If a line below includes the string "curb", copy it.

▸ **SUPPLIED DATA**:

::::::::

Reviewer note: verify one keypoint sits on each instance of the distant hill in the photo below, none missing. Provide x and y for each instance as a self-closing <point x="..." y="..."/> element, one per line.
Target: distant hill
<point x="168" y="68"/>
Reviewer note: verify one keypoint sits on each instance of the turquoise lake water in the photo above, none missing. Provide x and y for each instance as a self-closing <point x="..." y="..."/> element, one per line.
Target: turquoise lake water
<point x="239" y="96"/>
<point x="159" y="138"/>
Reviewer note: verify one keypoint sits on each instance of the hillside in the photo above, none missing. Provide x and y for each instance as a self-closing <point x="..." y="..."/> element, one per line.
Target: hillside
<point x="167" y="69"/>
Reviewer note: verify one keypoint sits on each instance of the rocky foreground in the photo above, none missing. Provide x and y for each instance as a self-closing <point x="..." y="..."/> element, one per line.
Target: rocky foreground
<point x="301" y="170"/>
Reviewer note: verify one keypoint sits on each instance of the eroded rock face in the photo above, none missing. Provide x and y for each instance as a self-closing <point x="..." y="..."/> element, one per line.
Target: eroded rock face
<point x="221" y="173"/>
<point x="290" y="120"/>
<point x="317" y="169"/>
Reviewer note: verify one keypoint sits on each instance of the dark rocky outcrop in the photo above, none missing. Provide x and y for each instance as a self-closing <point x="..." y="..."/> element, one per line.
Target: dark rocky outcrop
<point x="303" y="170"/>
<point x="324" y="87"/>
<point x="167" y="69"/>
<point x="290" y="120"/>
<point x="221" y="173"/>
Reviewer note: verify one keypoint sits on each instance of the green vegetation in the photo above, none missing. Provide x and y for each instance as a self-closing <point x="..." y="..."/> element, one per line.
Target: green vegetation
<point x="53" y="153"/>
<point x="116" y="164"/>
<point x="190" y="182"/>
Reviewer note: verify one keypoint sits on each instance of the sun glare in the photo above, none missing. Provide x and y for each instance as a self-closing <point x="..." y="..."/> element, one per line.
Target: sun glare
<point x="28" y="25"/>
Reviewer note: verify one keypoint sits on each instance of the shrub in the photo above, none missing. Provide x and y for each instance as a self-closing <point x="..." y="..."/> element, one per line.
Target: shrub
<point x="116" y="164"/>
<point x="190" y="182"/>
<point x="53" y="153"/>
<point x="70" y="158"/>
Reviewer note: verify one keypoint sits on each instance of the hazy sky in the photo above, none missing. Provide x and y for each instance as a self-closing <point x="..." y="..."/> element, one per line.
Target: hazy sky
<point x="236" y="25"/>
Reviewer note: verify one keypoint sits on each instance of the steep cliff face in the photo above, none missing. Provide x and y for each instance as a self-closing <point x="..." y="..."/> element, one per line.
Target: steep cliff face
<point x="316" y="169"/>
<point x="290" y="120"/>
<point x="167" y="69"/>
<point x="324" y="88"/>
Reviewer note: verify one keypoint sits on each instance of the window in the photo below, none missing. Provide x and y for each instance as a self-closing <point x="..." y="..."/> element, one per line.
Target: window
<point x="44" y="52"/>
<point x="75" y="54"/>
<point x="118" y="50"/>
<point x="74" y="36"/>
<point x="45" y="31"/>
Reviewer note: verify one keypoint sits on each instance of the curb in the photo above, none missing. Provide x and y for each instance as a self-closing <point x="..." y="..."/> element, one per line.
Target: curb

::::::::

▸ **RESPONSE FOR THIS EXERCISE**:
Reviewer note: verify one keypoint sits on each instance of the curb in the photo above, none missing. Provide x and y for each instance as a self-closing <point x="..." y="..."/> element, one per line.
Target: curb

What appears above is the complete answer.